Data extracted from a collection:
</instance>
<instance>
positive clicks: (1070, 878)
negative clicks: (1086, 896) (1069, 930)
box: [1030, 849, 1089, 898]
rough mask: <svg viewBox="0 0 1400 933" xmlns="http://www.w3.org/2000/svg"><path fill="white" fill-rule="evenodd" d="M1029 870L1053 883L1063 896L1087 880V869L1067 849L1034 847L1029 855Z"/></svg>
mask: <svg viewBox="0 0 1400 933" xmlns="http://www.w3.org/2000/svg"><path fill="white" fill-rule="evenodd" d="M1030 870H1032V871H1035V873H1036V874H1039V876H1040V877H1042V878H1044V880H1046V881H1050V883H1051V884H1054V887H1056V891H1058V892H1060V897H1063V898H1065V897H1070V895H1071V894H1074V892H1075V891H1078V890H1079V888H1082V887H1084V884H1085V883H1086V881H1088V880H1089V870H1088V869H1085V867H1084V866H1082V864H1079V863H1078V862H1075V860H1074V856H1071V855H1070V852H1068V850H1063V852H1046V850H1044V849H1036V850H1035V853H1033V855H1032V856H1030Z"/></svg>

WHAT YOU NEED TO DO →
Filter the data down to the lines that contain the string "clicks", and copy them.

WRITTEN RESPONSE →
positive clicks: (1070, 878)
negative clicks: (1086, 896) (1069, 930)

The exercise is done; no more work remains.